WORK INSTRUCTIONS: Repeat each entry exactly and drop the pictures.

Recorded data:
━━━━

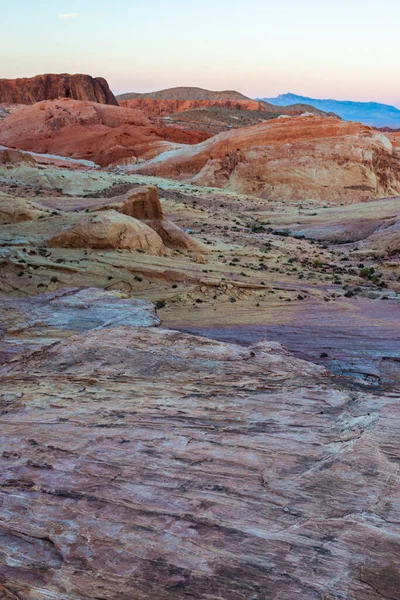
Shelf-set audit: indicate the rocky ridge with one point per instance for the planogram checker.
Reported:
(325, 159)
(53, 86)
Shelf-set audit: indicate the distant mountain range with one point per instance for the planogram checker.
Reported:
(369, 113)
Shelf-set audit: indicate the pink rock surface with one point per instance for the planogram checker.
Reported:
(146, 463)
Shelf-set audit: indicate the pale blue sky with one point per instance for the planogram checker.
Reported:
(347, 49)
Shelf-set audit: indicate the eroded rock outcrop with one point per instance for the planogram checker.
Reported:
(147, 463)
(92, 131)
(154, 107)
(14, 210)
(53, 86)
(144, 204)
(108, 230)
(289, 159)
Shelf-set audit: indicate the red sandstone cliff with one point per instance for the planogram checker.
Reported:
(51, 87)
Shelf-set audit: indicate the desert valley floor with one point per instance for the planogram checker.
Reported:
(200, 362)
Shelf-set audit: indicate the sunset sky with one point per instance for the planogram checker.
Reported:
(345, 49)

━━━━

ANSWER BELOW:
Shelf-set audit: indicate the rocky ridge with one point per instance for the planogram checker.
Reported:
(325, 159)
(53, 86)
Shelf-set audit: indicate the distant mountain range with one point per instance for the planogram checker.
Reported:
(369, 113)
Shelf-set audit: indicate the pink rock surface with one point per instance for the planogram checker.
Reported:
(146, 463)
Shelf-set audit: indicate the pale blue sky with one point per instance for the planogram checker.
Reported:
(347, 49)
Shelf-set audit: indicate the eroded rock outcrop with one point per instance for the planogram checker.
Reported:
(147, 463)
(92, 131)
(154, 107)
(14, 210)
(53, 86)
(144, 204)
(108, 230)
(289, 159)
Shelf-set audit: indicate the red sandstone cliff with one point per instance for the planogram checker.
Reported:
(51, 87)
Shelf-set audit: indicate the desert valley floor with one point per instance for the planogram checker.
Reported:
(200, 362)
Shelf-set audit: indicate the sunset sky with one point per instance for the planogram checker.
Reported:
(345, 49)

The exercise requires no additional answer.